━━ The data ━━

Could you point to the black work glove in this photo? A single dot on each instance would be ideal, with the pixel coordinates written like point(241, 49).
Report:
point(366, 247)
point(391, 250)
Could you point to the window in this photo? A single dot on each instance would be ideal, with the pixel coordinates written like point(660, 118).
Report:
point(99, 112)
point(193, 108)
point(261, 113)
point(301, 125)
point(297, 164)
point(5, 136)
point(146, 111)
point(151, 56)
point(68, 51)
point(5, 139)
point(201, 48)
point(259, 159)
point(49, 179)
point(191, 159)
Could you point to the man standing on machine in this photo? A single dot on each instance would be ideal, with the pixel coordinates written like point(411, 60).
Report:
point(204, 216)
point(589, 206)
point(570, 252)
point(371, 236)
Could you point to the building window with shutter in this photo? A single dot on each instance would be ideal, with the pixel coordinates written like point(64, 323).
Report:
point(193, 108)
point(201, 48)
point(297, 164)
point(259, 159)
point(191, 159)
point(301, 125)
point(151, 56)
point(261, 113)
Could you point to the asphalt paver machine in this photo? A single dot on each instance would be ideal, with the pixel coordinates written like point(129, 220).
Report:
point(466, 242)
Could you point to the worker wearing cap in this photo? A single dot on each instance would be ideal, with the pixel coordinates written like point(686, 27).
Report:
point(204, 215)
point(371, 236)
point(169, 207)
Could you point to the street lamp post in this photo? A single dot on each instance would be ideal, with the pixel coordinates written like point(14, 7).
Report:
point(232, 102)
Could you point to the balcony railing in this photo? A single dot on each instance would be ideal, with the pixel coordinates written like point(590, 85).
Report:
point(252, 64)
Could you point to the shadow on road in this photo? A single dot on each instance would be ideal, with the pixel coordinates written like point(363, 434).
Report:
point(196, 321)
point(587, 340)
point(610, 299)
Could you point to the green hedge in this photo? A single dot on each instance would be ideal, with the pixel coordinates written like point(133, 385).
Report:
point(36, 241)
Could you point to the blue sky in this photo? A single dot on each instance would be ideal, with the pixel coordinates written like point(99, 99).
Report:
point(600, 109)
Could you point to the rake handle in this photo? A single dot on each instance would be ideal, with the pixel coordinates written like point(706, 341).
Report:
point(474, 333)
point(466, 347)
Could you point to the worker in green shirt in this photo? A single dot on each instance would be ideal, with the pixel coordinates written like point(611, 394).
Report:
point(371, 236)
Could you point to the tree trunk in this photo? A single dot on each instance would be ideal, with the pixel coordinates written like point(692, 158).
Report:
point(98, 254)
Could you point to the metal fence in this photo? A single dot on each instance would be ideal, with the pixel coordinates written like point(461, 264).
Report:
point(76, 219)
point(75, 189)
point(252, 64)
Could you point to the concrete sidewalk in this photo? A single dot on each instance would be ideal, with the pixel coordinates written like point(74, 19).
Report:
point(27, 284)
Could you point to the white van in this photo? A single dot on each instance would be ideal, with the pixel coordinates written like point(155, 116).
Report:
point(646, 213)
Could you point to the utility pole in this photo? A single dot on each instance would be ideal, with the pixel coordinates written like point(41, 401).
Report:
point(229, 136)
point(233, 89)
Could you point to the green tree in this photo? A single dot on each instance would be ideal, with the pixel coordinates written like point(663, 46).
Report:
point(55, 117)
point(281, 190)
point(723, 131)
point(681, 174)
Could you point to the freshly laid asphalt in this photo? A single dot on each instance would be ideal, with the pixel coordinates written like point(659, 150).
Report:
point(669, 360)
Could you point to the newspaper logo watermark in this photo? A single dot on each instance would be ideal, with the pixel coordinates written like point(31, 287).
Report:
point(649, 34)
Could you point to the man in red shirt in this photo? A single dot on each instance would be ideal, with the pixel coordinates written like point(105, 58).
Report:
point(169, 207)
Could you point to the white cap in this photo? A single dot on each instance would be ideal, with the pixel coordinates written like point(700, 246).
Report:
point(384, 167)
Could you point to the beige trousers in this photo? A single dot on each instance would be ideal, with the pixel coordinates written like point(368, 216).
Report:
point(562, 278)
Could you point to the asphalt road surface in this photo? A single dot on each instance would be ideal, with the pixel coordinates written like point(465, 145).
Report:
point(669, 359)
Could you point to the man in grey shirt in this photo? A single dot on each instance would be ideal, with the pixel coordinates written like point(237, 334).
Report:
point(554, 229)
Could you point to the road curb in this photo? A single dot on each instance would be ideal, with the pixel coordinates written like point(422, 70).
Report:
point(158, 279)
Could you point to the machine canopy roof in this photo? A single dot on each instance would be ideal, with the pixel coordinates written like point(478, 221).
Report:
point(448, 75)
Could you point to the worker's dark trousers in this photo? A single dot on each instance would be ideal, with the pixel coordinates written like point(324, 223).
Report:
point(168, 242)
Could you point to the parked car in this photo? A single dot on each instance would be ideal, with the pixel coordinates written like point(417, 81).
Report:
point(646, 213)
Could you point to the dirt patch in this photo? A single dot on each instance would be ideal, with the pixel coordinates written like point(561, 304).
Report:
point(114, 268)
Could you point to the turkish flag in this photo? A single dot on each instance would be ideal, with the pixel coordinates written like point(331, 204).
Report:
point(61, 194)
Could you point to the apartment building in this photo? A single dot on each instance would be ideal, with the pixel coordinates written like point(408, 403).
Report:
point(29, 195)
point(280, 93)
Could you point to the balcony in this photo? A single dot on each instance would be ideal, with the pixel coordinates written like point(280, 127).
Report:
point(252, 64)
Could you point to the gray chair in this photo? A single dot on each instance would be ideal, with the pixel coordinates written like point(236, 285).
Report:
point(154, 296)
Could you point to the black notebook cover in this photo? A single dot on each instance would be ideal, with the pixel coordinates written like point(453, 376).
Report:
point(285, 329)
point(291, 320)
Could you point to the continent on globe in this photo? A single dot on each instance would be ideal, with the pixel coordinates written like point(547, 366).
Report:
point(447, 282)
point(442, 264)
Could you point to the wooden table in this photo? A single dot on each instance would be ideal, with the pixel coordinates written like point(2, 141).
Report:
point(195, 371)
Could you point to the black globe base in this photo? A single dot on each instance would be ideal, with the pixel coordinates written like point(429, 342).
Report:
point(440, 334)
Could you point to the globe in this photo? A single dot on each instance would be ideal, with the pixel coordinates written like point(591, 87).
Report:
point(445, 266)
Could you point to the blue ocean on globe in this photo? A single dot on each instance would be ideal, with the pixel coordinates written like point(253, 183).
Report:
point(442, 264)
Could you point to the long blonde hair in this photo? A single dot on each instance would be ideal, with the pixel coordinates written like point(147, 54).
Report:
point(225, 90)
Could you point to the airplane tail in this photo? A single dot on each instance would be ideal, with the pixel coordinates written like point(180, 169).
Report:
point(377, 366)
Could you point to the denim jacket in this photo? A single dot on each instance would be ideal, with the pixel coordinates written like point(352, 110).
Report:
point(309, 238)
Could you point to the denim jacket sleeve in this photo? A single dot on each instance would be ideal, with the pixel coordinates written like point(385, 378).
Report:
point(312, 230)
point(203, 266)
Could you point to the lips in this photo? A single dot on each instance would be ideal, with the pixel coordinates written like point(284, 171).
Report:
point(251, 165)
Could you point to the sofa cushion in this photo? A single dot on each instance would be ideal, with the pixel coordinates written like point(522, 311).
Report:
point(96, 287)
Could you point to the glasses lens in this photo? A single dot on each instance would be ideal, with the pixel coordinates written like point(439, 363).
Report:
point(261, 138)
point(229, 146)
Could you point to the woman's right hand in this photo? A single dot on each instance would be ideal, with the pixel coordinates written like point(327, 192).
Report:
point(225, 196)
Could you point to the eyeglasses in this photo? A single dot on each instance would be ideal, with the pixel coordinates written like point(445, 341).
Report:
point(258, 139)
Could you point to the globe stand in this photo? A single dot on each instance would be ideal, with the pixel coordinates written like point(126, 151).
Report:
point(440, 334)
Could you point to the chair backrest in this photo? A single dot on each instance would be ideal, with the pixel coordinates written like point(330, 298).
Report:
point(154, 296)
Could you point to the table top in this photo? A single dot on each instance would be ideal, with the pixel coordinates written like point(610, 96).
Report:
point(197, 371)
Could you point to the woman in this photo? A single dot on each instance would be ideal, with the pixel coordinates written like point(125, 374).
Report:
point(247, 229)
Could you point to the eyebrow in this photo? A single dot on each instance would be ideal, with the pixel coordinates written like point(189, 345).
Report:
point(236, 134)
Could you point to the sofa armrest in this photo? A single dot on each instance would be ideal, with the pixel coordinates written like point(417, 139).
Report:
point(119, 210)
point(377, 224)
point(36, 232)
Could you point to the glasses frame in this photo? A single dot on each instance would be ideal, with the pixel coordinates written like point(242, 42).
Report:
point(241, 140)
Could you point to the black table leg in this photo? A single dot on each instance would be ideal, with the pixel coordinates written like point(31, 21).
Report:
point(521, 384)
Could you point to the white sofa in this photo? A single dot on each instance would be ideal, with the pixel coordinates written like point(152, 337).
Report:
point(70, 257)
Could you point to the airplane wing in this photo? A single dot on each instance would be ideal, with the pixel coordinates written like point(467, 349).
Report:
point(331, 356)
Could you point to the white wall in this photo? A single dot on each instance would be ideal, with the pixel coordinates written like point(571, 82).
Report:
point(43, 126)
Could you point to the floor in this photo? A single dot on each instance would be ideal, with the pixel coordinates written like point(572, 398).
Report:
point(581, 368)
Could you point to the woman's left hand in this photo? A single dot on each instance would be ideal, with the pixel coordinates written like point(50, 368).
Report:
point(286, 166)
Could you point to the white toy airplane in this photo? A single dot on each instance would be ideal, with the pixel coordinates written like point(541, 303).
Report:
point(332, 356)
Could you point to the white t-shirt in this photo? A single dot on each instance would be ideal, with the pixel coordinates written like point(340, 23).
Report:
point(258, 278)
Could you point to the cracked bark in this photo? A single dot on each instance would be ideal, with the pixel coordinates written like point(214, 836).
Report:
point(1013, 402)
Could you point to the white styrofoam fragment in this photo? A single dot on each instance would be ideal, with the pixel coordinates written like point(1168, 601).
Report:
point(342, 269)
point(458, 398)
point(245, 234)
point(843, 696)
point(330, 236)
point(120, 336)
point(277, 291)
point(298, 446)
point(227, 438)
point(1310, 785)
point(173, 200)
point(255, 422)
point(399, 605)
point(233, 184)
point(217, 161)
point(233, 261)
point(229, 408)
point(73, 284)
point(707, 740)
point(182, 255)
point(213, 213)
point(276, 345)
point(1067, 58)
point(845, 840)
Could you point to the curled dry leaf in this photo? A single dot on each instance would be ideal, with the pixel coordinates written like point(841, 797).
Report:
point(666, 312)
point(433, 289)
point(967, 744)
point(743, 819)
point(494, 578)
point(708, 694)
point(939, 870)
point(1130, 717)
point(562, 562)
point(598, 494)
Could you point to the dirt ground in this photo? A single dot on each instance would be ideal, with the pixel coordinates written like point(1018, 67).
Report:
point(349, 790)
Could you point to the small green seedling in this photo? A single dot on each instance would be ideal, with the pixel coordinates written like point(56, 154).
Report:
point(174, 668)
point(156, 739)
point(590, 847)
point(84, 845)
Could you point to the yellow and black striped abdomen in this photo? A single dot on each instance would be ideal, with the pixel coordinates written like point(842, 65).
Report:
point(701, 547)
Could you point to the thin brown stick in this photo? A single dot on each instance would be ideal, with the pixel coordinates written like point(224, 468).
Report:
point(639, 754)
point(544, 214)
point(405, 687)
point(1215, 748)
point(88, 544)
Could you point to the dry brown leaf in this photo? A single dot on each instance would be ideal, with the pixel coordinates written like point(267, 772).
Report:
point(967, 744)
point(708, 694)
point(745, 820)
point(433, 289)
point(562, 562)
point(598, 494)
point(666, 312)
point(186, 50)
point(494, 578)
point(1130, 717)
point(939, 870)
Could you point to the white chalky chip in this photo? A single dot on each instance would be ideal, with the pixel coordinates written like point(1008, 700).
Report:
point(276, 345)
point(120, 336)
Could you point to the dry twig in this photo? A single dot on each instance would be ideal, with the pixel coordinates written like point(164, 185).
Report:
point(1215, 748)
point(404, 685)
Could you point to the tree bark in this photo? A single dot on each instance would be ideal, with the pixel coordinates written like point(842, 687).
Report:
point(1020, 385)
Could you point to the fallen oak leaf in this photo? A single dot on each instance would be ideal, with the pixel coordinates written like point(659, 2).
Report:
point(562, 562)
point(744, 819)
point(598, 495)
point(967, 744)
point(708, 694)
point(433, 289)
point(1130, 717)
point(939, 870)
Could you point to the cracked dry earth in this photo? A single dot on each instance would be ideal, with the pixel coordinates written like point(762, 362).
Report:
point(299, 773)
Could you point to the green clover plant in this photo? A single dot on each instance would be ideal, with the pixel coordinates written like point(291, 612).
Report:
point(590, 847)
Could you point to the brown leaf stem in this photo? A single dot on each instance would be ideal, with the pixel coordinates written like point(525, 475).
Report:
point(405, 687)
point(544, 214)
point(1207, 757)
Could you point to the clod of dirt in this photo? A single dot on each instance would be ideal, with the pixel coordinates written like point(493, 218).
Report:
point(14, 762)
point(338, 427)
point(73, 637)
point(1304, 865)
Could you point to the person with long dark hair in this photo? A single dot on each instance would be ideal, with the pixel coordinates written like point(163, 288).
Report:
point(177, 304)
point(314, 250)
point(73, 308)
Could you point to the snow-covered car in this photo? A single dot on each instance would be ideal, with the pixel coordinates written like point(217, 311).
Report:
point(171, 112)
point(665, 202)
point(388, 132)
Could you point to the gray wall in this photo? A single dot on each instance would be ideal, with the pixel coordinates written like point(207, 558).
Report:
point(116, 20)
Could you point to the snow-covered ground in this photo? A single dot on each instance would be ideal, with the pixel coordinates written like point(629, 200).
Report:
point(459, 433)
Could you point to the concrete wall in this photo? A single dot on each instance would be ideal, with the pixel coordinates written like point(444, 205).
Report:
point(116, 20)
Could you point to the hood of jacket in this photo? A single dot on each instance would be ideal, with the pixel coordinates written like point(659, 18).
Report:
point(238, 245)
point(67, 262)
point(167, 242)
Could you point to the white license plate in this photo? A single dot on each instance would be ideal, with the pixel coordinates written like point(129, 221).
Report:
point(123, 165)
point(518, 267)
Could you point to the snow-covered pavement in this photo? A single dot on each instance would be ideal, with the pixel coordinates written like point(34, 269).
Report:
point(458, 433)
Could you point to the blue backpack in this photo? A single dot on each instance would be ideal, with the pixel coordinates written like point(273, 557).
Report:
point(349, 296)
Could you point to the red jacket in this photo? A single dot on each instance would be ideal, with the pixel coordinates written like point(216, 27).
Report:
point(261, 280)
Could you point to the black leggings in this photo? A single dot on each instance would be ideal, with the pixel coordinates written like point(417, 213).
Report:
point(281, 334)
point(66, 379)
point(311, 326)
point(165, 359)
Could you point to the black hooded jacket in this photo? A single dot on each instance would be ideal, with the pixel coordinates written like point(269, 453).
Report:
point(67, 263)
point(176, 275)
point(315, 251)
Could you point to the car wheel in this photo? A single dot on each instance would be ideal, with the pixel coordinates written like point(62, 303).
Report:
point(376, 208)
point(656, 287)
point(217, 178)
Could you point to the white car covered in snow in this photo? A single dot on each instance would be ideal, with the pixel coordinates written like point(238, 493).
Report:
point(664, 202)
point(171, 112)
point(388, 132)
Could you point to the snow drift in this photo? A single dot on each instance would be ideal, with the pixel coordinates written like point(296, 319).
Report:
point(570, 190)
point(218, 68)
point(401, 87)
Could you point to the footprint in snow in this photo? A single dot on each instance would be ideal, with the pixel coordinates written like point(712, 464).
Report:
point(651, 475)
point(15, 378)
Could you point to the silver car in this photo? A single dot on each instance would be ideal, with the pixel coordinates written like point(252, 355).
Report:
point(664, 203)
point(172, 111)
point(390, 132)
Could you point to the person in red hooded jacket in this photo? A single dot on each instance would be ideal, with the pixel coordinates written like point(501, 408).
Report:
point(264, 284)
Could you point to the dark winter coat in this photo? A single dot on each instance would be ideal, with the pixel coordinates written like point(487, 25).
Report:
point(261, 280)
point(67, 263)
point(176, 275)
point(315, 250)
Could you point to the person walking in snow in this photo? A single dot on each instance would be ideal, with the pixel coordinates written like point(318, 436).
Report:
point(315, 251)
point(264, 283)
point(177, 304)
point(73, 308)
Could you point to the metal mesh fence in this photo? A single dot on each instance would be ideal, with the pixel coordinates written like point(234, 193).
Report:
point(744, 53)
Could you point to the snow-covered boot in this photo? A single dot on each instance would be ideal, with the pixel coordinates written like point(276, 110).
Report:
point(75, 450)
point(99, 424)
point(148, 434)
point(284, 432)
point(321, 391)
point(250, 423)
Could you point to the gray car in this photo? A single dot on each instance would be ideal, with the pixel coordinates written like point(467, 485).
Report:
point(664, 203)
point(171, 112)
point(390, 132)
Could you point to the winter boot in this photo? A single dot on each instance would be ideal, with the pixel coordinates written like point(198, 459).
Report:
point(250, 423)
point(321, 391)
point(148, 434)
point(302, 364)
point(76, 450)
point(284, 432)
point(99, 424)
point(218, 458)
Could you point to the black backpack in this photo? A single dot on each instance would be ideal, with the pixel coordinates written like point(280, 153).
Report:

━━━

→ **What to produce**
Retype only the lines above between the line with "Could you point to the tree bark" and the line with "Could you point to the green clover", counting those two lines as well, and keep every character as it is.

→ **Response**
Could you point to the tree bark in this photo? A single dot on each instance would be ideal, with the pixel coordinates written like point(842, 687).
Report:
point(1020, 385)
Could you point to the fallen oak leaf in this photo? A single dot on each instance would be ideal, with the pixel coordinates written like point(659, 2).
Report:
point(562, 562)
point(744, 819)
point(598, 495)
point(967, 744)
point(708, 694)
point(433, 289)
point(1130, 717)
point(939, 870)
Could you point to the cracked dry earth in this photo? A single dot on each instance would be ideal, with the pixel coordinates written like point(762, 362).
Report:
point(299, 773)
Could you point to the green clover plant in this photo? A single dot on each instance would be ideal, with the pixel coordinates written like point(291, 612).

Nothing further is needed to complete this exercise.